Image location labeling entries:

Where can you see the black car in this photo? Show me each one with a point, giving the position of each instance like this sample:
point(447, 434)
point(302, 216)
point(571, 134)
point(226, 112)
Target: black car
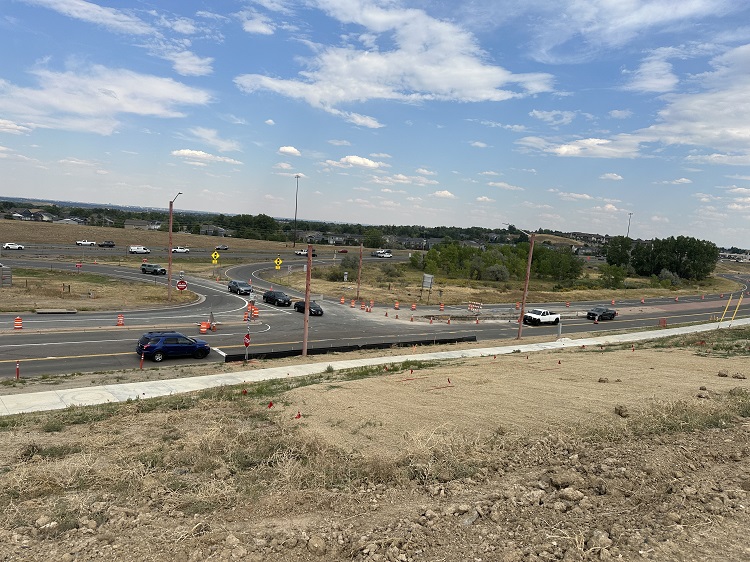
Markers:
point(240, 287)
point(278, 298)
point(315, 309)
point(159, 345)
point(601, 313)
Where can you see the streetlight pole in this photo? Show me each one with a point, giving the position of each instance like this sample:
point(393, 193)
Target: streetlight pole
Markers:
point(296, 192)
point(526, 282)
point(169, 260)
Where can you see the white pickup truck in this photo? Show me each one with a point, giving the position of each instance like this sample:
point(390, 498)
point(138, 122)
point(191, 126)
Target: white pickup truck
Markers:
point(540, 316)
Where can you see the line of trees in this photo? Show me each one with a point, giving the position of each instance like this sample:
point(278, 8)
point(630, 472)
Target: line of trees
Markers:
point(498, 262)
point(683, 257)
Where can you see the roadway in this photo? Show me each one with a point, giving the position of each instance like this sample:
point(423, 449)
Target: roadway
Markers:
point(53, 344)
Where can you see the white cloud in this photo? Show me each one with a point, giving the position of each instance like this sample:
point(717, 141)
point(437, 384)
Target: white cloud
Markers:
point(289, 150)
point(504, 185)
point(198, 156)
point(554, 118)
point(444, 195)
point(569, 196)
point(211, 138)
point(252, 22)
point(403, 179)
point(355, 161)
point(620, 113)
point(13, 128)
point(90, 98)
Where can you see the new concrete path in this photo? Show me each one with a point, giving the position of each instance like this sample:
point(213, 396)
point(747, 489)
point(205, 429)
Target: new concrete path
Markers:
point(60, 399)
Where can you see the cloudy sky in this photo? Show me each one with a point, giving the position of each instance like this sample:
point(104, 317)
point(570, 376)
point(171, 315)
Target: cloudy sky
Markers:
point(573, 115)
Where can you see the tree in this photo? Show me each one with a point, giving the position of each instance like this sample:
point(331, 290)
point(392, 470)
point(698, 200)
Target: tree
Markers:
point(373, 238)
point(612, 276)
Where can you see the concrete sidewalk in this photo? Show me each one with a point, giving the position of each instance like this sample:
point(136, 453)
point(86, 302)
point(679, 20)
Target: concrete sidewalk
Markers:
point(88, 396)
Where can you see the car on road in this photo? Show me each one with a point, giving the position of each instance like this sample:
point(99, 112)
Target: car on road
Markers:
point(240, 287)
point(162, 344)
point(315, 309)
point(279, 298)
point(153, 268)
point(601, 313)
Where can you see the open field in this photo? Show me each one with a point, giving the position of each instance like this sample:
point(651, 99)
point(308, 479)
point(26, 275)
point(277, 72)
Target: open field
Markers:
point(508, 458)
point(377, 283)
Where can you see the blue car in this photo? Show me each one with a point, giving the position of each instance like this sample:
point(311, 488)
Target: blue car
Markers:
point(159, 345)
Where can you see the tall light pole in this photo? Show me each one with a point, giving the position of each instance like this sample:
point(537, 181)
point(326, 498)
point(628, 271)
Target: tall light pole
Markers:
point(526, 282)
point(296, 192)
point(169, 261)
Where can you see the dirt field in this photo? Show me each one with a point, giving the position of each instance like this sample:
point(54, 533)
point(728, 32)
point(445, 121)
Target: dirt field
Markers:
point(507, 458)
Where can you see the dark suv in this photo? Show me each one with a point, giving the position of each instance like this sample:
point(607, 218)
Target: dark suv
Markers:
point(162, 344)
point(277, 297)
point(240, 287)
point(153, 268)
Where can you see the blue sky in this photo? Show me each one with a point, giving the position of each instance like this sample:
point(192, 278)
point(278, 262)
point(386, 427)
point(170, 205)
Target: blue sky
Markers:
point(573, 115)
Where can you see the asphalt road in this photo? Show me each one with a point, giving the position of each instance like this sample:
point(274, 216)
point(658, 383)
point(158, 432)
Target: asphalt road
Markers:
point(52, 344)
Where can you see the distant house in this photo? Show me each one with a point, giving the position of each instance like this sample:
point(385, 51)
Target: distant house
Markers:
point(136, 224)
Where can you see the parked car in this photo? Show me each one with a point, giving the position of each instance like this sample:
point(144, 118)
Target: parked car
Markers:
point(159, 345)
point(240, 287)
point(315, 309)
point(278, 298)
point(601, 313)
point(153, 268)
point(304, 252)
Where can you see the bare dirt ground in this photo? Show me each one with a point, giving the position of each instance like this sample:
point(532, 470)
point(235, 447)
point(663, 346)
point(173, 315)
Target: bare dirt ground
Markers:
point(506, 458)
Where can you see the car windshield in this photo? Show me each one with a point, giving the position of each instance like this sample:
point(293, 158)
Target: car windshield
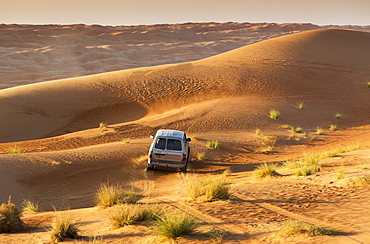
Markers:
point(160, 143)
point(173, 144)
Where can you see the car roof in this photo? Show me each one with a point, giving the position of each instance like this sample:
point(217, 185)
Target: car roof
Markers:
point(170, 133)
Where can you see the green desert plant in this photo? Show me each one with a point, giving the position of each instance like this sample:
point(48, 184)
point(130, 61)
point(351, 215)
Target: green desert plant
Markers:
point(29, 206)
point(332, 127)
point(288, 127)
point(300, 105)
point(10, 218)
point(340, 173)
point(259, 132)
point(62, 226)
point(265, 170)
point(217, 234)
point(147, 212)
point(102, 125)
point(298, 129)
point(109, 195)
point(175, 224)
point(274, 114)
point(212, 144)
point(208, 188)
point(201, 156)
point(15, 150)
point(227, 172)
point(303, 171)
point(297, 227)
point(319, 130)
point(359, 182)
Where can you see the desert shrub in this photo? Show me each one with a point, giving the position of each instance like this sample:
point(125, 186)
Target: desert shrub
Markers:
point(102, 125)
point(208, 188)
point(201, 156)
point(298, 129)
point(109, 195)
point(332, 127)
point(359, 182)
point(297, 227)
point(292, 164)
point(15, 150)
point(227, 172)
point(274, 114)
point(29, 206)
point(62, 226)
point(212, 144)
point(259, 132)
point(300, 105)
point(319, 130)
point(10, 218)
point(176, 224)
point(147, 212)
point(122, 215)
point(303, 171)
point(265, 170)
point(217, 234)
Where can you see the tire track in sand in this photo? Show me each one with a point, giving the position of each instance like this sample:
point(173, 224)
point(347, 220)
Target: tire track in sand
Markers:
point(359, 238)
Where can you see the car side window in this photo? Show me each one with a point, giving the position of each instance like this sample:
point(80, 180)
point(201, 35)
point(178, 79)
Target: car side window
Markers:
point(160, 143)
point(173, 144)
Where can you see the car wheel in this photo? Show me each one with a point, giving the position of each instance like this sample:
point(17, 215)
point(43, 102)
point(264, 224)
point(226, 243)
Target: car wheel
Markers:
point(183, 169)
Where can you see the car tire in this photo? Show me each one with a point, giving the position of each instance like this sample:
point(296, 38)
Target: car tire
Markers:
point(183, 169)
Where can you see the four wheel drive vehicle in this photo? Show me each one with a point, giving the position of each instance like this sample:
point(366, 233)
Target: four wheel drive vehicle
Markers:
point(170, 148)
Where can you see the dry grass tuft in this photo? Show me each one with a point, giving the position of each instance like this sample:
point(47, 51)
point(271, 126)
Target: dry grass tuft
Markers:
point(265, 170)
point(62, 226)
point(274, 114)
point(15, 150)
point(297, 227)
point(10, 218)
point(212, 144)
point(29, 206)
point(201, 156)
point(359, 182)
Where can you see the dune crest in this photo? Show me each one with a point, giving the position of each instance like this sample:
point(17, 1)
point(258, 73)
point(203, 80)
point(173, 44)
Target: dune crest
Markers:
point(294, 65)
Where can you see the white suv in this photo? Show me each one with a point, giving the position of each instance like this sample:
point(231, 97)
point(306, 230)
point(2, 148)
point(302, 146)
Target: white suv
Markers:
point(170, 148)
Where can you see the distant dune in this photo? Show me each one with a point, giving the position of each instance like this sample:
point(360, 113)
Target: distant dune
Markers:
point(326, 66)
point(34, 53)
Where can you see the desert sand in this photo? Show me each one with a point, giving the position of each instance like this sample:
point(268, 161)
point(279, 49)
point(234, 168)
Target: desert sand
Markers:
point(214, 81)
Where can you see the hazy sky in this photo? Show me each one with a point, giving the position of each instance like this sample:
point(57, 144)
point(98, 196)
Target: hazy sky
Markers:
point(135, 12)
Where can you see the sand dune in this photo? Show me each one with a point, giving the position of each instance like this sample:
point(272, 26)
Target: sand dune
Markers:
point(314, 66)
point(35, 53)
point(224, 97)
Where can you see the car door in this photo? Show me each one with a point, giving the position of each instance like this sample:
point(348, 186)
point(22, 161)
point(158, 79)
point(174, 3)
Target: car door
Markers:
point(174, 151)
point(159, 150)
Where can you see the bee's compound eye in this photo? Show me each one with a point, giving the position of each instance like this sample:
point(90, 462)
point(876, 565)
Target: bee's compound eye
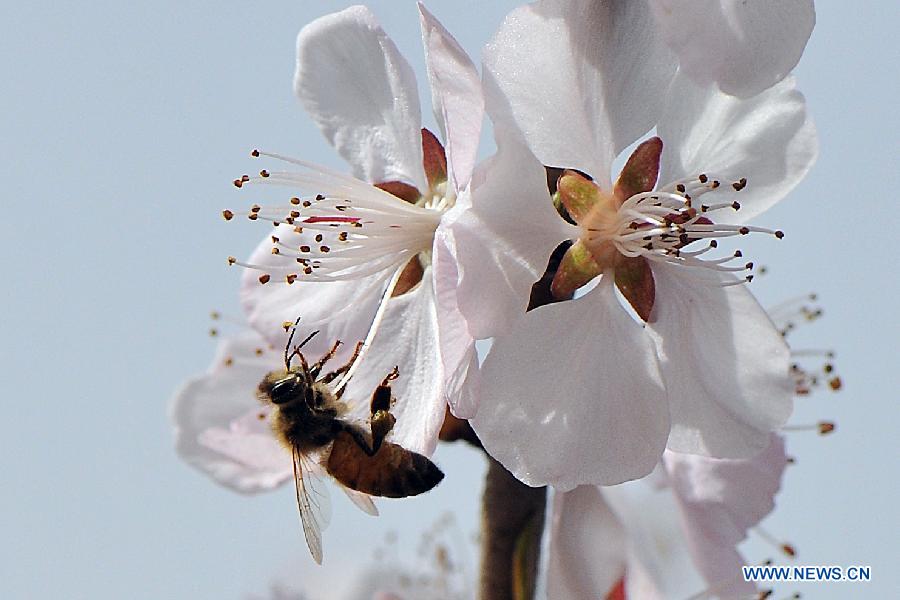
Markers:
point(287, 389)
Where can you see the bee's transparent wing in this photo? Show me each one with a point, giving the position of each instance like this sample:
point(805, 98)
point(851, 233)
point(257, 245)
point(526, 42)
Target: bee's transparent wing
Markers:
point(363, 501)
point(312, 502)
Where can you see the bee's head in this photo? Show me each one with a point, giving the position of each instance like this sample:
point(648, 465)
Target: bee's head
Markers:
point(284, 386)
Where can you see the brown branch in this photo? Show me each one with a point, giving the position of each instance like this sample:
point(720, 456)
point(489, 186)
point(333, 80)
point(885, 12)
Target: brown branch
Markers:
point(512, 522)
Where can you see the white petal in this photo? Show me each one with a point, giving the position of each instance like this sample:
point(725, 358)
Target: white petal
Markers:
point(572, 395)
point(724, 364)
point(407, 338)
point(745, 47)
point(587, 546)
point(584, 79)
point(768, 139)
point(504, 238)
point(720, 499)
point(362, 93)
point(344, 309)
point(457, 346)
point(217, 429)
point(456, 96)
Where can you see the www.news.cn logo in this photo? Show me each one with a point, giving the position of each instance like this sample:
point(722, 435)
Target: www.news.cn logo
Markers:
point(770, 573)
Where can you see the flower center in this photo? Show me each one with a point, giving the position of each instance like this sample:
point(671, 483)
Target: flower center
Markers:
point(637, 223)
point(350, 229)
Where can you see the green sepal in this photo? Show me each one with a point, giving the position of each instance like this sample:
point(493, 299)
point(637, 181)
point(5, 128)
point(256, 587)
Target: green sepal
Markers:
point(576, 268)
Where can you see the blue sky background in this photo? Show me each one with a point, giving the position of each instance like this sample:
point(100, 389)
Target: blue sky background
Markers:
point(122, 127)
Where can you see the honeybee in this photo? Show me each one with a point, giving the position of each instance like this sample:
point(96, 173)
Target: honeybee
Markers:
point(309, 419)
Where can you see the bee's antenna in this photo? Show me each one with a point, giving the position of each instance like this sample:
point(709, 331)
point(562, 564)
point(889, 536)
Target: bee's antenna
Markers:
point(287, 357)
point(296, 350)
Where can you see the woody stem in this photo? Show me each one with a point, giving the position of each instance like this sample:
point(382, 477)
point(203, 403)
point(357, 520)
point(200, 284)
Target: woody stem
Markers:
point(512, 522)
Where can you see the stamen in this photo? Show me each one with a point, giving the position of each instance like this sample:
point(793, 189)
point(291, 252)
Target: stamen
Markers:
point(658, 225)
point(785, 548)
point(373, 329)
point(822, 427)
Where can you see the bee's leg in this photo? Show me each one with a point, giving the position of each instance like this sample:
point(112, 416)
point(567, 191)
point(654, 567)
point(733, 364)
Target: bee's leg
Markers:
point(382, 421)
point(317, 367)
point(362, 440)
point(329, 377)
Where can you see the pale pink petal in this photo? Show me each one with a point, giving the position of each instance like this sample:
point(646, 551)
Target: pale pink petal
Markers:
point(768, 139)
point(572, 395)
point(743, 46)
point(583, 78)
point(344, 309)
point(587, 546)
point(456, 96)
point(719, 500)
point(362, 93)
point(659, 562)
point(217, 424)
point(457, 346)
point(725, 365)
point(505, 238)
point(406, 338)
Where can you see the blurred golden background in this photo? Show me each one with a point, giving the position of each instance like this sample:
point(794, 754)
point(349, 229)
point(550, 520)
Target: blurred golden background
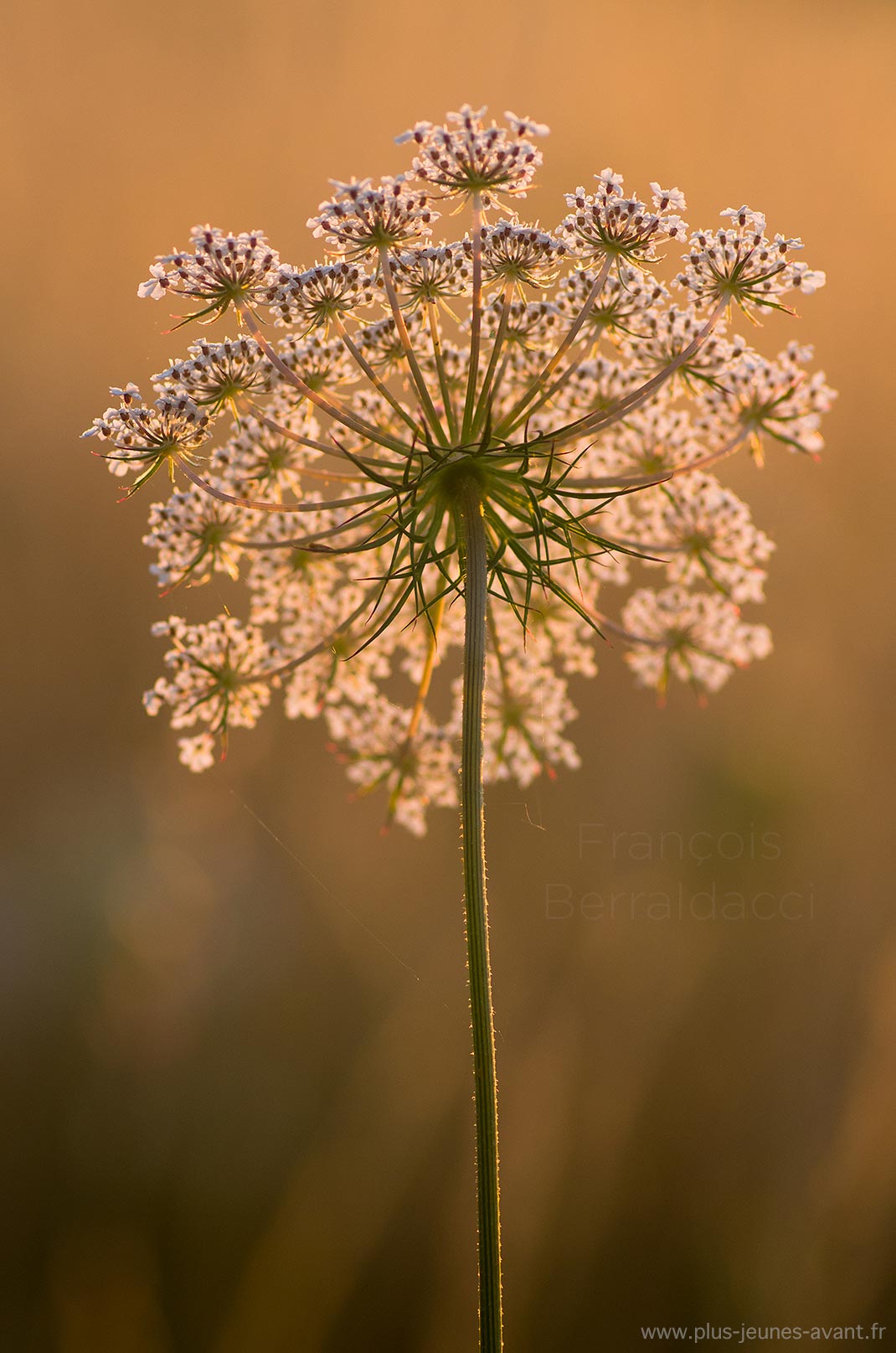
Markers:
point(234, 1121)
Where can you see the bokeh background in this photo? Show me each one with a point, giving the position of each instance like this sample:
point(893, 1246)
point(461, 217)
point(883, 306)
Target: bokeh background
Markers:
point(234, 1020)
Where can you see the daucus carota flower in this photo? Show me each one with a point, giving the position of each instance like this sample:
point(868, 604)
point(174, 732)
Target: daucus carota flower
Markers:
point(552, 369)
point(435, 474)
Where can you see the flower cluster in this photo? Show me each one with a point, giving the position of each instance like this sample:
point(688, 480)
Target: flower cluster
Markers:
point(581, 389)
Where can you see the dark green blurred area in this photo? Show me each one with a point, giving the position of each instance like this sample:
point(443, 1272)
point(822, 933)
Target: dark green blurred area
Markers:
point(234, 1020)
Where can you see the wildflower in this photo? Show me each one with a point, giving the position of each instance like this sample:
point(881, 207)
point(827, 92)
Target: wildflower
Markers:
point(739, 266)
point(456, 455)
point(607, 226)
point(469, 158)
point(361, 219)
point(222, 271)
point(549, 371)
point(219, 675)
point(698, 638)
point(147, 437)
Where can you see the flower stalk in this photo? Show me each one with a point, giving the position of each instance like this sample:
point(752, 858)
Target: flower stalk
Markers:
point(476, 915)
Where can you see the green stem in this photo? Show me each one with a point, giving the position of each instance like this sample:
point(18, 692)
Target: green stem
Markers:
point(476, 915)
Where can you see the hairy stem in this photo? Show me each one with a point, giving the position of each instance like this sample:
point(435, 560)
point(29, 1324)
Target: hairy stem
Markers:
point(476, 917)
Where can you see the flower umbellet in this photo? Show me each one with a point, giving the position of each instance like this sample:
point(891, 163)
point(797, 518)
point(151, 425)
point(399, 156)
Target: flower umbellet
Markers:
point(476, 449)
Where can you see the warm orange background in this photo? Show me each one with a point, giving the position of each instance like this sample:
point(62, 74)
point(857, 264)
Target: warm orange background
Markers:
point(237, 1123)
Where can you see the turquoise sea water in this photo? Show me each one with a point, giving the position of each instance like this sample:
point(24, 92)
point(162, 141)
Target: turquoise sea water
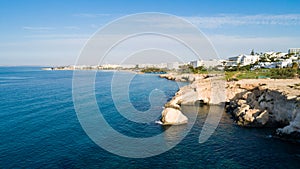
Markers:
point(40, 129)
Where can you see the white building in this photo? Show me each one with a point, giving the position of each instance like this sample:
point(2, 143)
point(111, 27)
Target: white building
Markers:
point(285, 63)
point(196, 63)
point(242, 60)
point(207, 63)
point(294, 50)
point(174, 65)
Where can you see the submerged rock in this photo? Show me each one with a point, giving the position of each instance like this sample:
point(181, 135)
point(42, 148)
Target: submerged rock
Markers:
point(171, 116)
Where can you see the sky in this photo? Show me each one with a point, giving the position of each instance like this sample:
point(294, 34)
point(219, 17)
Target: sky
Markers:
point(54, 32)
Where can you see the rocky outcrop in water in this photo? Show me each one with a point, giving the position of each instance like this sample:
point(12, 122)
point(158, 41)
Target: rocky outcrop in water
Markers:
point(266, 103)
point(252, 102)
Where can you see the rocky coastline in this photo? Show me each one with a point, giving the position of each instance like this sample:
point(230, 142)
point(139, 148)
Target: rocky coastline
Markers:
point(251, 102)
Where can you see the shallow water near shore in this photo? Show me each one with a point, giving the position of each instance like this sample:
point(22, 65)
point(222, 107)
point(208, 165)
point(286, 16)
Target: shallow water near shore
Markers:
point(40, 129)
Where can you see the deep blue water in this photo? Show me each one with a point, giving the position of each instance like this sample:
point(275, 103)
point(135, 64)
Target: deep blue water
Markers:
point(40, 129)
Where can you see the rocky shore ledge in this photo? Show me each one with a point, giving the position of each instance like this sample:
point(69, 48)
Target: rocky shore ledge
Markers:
point(251, 102)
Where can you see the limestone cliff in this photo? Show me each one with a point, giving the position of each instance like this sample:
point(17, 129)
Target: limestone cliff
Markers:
point(252, 102)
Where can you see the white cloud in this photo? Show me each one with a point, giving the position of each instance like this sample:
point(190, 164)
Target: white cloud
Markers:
point(238, 20)
point(31, 28)
point(72, 27)
point(91, 15)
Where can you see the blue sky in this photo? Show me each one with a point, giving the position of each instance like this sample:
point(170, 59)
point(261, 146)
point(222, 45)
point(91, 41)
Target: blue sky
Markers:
point(53, 32)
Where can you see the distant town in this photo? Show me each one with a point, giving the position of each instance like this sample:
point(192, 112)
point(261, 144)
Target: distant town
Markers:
point(253, 60)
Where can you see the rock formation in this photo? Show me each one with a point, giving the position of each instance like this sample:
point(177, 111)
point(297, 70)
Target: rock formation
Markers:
point(252, 102)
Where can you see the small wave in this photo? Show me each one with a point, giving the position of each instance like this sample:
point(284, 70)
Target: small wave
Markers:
point(158, 122)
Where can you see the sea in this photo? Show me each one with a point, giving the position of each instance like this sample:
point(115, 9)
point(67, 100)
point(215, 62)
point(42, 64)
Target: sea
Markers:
point(40, 127)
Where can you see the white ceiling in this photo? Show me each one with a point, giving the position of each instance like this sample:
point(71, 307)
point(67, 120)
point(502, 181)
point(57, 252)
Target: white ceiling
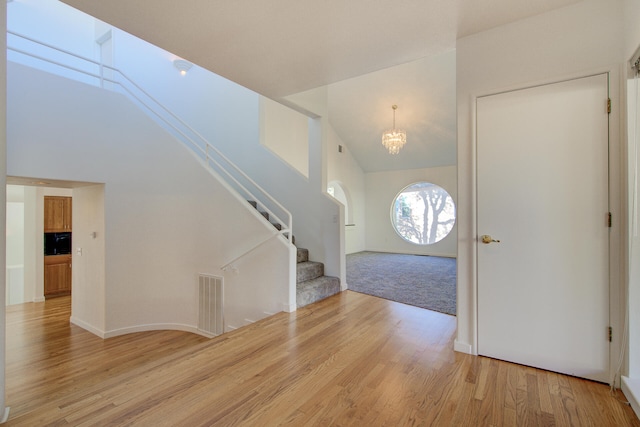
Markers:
point(372, 53)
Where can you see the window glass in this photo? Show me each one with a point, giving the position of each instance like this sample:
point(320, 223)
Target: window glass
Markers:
point(423, 213)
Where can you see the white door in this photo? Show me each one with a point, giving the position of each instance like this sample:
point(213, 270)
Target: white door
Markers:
point(542, 191)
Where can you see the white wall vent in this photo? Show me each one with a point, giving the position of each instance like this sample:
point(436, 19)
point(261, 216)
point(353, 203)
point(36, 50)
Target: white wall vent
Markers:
point(211, 304)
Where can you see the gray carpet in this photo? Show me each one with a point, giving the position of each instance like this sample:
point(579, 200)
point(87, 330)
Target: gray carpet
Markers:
point(424, 281)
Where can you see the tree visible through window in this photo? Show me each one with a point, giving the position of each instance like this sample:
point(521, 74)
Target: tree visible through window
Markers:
point(423, 213)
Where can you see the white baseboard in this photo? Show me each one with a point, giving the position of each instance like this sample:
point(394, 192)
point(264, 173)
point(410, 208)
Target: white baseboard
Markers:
point(138, 328)
point(289, 308)
point(154, 327)
point(87, 327)
point(462, 347)
point(631, 390)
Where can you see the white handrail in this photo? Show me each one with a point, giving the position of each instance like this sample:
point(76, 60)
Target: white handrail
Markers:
point(205, 152)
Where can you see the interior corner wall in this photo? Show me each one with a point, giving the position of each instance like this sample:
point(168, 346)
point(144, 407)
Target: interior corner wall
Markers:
point(88, 257)
point(381, 189)
point(631, 383)
point(543, 48)
point(167, 219)
point(344, 168)
point(3, 201)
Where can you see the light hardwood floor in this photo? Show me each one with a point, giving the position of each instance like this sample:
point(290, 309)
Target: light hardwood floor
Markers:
point(351, 359)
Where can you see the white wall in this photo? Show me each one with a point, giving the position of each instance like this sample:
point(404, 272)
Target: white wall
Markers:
point(540, 49)
point(344, 169)
point(381, 191)
point(166, 219)
point(89, 257)
point(631, 384)
point(3, 218)
point(286, 133)
point(58, 24)
point(15, 245)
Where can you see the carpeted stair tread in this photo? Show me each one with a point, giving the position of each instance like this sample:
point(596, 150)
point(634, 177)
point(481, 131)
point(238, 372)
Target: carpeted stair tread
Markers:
point(303, 255)
point(313, 290)
point(309, 270)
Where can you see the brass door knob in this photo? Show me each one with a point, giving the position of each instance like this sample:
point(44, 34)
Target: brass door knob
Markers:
point(486, 239)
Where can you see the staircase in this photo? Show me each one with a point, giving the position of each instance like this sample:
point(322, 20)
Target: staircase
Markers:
point(311, 283)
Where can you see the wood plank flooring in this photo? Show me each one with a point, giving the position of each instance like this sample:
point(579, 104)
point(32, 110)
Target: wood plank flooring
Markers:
point(351, 359)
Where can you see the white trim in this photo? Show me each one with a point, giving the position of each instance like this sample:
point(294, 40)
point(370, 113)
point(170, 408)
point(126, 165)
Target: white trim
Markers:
point(84, 325)
point(463, 347)
point(138, 328)
point(156, 327)
point(631, 390)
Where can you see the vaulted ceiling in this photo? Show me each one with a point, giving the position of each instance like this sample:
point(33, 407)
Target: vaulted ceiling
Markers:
point(371, 54)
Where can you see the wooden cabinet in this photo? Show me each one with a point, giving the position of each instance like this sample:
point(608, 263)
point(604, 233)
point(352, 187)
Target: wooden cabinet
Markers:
point(57, 214)
point(57, 275)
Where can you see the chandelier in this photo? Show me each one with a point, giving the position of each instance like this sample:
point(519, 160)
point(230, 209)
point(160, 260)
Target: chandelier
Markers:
point(394, 139)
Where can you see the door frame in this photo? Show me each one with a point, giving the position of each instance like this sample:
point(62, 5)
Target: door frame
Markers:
point(617, 199)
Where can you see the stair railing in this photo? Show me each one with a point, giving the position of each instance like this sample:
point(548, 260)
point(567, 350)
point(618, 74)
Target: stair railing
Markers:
point(216, 162)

→ Directions:
Put the records into a Markdown table with columns headed Row and Line, one numbered row per line. Begin at the first line of the records and stop after the line that has "point(540, 316)", skipping blank lines and leaving the pictures out.

→ The reply:
| Row | Line |
|---|---|
| 1 | Where can you see the black car in this photo? Show me each one with a point, giving the position of each instance like this sample: |
| 2 | point(447, 434) |
| 3 | point(302, 216) |
| 4 | point(571, 134) |
| 5 | point(226, 112) |
| 6 | Target: black car |
| 7 | Markers: |
| 8 | point(240, 287) |
| 9 | point(278, 298) |
| 10 | point(315, 309) |
| 11 | point(159, 345) |
| 12 | point(601, 313) |
| 13 | Where can you see the streetlight pole in this photo? Show me each one with a point, giving the position of each instance like this sample: |
| 14 | point(393, 193) |
| 15 | Target: streetlight pole |
| 16 | Markers: |
| 17 | point(296, 192) |
| 18 | point(526, 282) |
| 19 | point(169, 260) |
| 20 | Where can you see the white pickup truck in this photo? Show me each one with a point, giving the position of each instance like this sample: |
| 21 | point(390, 498) |
| 22 | point(138, 122) |
| 23 | point(191, 126) |
| 24 | Target: white pickup truck |
| 25 | Markers: |
| 26 | point(540, 316) |